**TASK TO CARRY OUT:**
Two lines in the listing below mark the span: one contains "Target: black feather" and one contains "Target: bird's beak". Reproduce both of them and everything between, exactly.

**LISTED RECORDS:**
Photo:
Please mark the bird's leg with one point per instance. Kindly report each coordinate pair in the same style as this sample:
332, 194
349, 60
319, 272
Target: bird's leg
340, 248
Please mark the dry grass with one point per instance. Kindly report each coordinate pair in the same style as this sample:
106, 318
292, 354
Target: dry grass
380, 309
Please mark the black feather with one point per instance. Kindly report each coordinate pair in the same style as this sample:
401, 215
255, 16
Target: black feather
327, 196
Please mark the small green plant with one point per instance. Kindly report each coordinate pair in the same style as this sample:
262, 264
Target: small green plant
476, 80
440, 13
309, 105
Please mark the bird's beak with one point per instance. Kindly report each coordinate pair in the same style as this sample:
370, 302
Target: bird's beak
* * *
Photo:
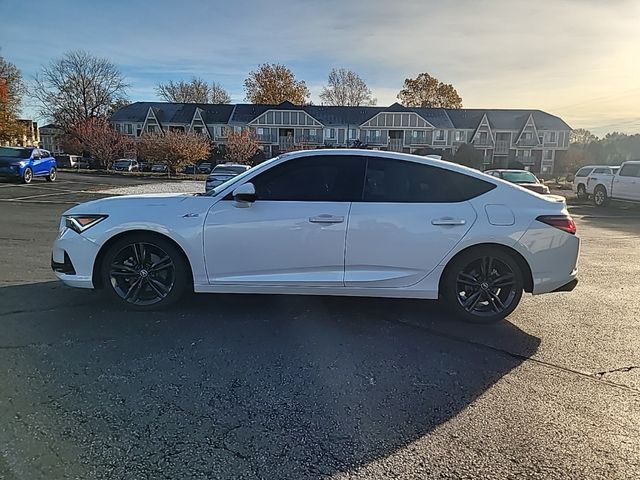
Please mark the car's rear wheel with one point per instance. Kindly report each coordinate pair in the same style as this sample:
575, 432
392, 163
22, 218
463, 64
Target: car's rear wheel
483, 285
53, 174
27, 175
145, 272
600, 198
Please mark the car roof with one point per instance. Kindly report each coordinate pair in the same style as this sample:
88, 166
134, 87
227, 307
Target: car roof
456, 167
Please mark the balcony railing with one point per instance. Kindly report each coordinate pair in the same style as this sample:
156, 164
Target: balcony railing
* * *
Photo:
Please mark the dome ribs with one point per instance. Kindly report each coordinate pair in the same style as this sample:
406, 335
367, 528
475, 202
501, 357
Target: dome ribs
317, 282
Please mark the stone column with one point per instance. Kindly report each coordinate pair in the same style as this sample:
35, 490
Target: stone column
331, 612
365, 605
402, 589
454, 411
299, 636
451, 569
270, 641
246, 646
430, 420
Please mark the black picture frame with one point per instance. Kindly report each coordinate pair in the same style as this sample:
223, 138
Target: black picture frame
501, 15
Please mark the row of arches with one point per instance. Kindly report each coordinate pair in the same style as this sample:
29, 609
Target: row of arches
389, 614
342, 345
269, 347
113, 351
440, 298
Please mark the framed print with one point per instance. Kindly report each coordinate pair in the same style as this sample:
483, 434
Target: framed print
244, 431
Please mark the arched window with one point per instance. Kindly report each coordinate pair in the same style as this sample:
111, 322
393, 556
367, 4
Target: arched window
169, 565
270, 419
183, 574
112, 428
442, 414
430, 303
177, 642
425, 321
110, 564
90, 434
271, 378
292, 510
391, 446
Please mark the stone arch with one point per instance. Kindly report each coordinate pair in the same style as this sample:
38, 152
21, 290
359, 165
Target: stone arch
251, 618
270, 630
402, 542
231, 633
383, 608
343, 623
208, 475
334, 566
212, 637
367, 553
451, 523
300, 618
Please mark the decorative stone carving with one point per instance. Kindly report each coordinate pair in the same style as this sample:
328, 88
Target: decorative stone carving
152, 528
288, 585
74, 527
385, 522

**THE ANSWER:**
Target: black feather
327, 196
Please mark the small green plant with one point per instance. Kindly report each coordinate pair in the same style as this sample:
262, 264
Target: small green plant
476, 80
440, 13
309, 105
Please mark the bird's beak with one point per instance. Kindly report each coordinate pair in the same style as this sample:
370, 302
Target: bird's beak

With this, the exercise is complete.